Stored records:
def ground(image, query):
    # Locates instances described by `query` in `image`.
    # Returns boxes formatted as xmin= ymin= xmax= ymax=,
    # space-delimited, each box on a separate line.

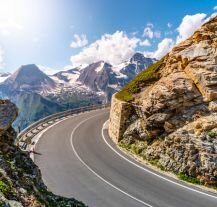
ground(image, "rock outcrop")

---

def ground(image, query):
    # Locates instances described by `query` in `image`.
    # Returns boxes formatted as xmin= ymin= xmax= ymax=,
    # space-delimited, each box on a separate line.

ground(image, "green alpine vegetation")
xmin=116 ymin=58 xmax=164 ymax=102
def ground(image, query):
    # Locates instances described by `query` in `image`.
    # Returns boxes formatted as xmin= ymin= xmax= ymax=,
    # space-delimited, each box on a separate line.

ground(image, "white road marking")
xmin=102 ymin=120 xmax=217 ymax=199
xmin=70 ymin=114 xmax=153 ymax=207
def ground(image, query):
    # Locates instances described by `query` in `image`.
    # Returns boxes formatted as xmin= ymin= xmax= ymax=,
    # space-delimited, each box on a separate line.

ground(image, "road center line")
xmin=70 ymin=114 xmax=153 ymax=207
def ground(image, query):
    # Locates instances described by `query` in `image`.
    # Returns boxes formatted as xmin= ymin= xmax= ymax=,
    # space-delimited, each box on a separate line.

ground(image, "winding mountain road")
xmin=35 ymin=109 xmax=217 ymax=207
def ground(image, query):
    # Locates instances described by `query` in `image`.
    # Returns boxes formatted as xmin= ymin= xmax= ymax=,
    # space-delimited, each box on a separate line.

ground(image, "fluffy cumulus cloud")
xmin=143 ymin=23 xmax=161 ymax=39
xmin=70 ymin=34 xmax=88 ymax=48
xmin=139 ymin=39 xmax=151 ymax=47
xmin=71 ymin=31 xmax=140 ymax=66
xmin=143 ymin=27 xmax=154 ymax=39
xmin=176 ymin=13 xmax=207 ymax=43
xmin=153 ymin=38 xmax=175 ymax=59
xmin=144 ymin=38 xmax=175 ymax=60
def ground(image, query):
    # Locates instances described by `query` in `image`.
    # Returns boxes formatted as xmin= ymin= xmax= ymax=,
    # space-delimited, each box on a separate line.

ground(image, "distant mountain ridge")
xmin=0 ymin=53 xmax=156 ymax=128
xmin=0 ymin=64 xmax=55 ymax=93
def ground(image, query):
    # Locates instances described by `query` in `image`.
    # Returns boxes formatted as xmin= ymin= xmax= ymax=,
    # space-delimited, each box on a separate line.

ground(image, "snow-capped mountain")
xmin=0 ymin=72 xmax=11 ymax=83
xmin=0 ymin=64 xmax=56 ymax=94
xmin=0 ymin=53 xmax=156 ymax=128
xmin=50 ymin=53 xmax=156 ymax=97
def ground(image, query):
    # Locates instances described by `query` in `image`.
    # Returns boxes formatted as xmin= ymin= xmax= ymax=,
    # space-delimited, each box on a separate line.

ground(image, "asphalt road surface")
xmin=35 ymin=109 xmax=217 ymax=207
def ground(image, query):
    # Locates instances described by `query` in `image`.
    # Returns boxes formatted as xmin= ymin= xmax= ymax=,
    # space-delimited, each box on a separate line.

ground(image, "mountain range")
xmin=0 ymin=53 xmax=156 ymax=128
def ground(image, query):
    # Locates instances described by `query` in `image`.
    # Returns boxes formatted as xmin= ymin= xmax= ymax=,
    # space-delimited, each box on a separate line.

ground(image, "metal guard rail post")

* * *

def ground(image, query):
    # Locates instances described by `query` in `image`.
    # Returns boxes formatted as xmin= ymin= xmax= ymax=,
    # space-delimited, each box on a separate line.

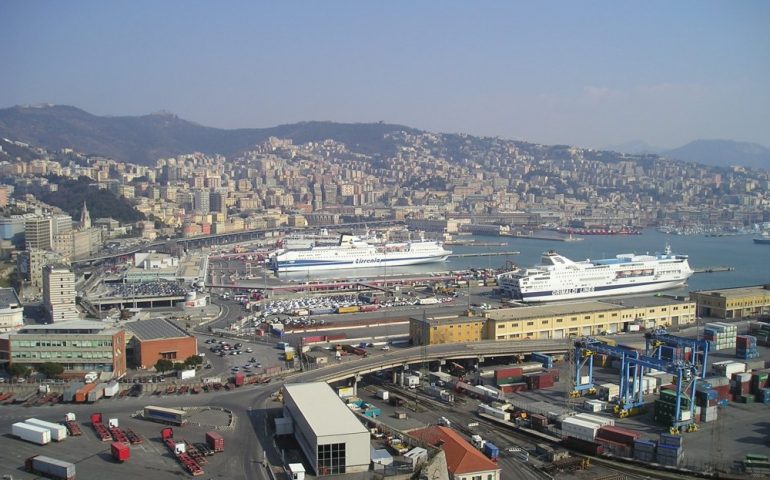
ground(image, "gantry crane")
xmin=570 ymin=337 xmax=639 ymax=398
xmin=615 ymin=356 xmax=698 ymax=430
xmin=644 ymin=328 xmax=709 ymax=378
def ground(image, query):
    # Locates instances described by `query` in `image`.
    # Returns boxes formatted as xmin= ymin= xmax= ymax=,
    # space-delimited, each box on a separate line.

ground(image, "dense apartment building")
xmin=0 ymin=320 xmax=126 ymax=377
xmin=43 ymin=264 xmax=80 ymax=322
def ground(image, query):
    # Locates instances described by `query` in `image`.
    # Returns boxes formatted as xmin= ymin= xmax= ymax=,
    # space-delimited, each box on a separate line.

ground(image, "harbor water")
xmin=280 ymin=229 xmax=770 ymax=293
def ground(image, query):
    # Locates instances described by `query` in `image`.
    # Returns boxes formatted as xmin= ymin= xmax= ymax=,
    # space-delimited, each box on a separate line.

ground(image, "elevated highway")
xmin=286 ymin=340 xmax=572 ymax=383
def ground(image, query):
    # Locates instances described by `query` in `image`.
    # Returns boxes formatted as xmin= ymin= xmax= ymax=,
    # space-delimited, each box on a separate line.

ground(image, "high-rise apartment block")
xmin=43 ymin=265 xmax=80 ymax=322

**TASK INSTRUCTIONS**
Collect every line from the stored records that contains the word "road" and copy each one out in full.

**SOLUTION TO THE PROBLEM**
ground(image, "white road marking")
ground(image, "road center line")
ground(image, "winding mountain road")
ground(image, "asphalt road surface")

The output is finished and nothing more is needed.